--- WORK REQUIRED ---
Please give the stretch of the Book Award text from "The American Library in Paris Book" through "B. Katz’s remarks.)" again, updated so that "Book Award" reads "Book Prize".

In his remarks, Jackson discussed the challenges of writing about de Gaulle, a “weird” and “extraordinarily pragmatic person,” when there are “no new facts.” Jackson told the assembled guests he tried to convey de Gaulle’s sense of history and understanding of the world, and noted “that wisdom that comes from history—the deep understanding of history—is something we miss today.”
The American Library in Paris Book Award recognizes a work in English that deepens and stimulates our understanding of France or the French.
2018: A Certain Idea of France: The Life of Charles de Gaulle by Julian Jackson
2016: The Burdens of Brotherhood: Jews and Muslims from North Africa to France by Ethan B. Katz (Full transcript of Ethan B. Katz’s remarks.)
The Award is administered by the American Library in Paris and is overseen by its Writers Council. The jury for the 2018 award included Diane Johnson, novelist, essayist, critic, and chairman of the Library’s Writers Council; David Bellos, Princeton professor, translator, and author of last year’s winning book, The Novel of the Century; and Pierre Assouline, biographer, novelist, critic, and editor of larepubliquedeslivres.com.

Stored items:

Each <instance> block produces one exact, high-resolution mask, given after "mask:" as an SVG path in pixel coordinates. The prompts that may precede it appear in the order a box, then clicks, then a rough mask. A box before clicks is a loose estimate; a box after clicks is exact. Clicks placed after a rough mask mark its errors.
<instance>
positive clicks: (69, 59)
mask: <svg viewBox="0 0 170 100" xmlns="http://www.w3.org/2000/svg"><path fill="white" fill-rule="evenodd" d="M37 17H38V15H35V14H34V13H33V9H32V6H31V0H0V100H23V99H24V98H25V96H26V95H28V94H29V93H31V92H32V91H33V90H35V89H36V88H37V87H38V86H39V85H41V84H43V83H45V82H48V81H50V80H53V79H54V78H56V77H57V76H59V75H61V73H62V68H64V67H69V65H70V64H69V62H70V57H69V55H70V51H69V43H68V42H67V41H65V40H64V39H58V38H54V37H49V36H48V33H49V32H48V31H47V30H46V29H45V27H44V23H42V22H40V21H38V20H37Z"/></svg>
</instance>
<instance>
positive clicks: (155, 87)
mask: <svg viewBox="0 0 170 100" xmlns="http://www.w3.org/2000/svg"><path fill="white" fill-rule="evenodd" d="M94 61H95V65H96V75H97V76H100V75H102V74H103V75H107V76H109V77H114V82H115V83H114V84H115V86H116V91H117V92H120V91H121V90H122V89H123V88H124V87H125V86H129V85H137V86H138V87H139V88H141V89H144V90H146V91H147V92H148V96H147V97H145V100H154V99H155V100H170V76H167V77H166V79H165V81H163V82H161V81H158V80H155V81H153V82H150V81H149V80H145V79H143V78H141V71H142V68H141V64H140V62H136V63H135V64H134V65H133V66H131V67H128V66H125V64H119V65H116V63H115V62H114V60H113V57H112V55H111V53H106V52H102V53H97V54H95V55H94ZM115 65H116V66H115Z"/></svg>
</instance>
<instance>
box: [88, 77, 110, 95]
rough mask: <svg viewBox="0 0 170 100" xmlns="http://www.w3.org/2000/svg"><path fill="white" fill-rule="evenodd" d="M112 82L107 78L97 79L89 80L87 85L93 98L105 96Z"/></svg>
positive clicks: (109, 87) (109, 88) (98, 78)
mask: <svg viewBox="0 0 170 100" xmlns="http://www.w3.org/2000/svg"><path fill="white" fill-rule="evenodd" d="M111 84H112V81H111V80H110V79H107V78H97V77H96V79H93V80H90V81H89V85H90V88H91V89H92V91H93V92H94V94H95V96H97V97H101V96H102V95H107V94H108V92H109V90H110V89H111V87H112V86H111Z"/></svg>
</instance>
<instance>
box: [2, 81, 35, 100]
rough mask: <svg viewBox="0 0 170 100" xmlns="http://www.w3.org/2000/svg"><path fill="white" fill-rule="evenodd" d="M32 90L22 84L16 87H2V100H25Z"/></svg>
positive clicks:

--- WRITTEN RESPONSE ---
The American Library in Paris Book Prize recognizes a work in English that deepens and stimulates our understanding of France or the French.
2018: A Certain Idea of France: The Life of Charles de Gaulle by Julian Jackson
2016: The Burdens of Brotherhood: Jews and Muslims from North Africa to France by Ethan B. Katz (Full transcript of Ethan B. Katz’s remarks.)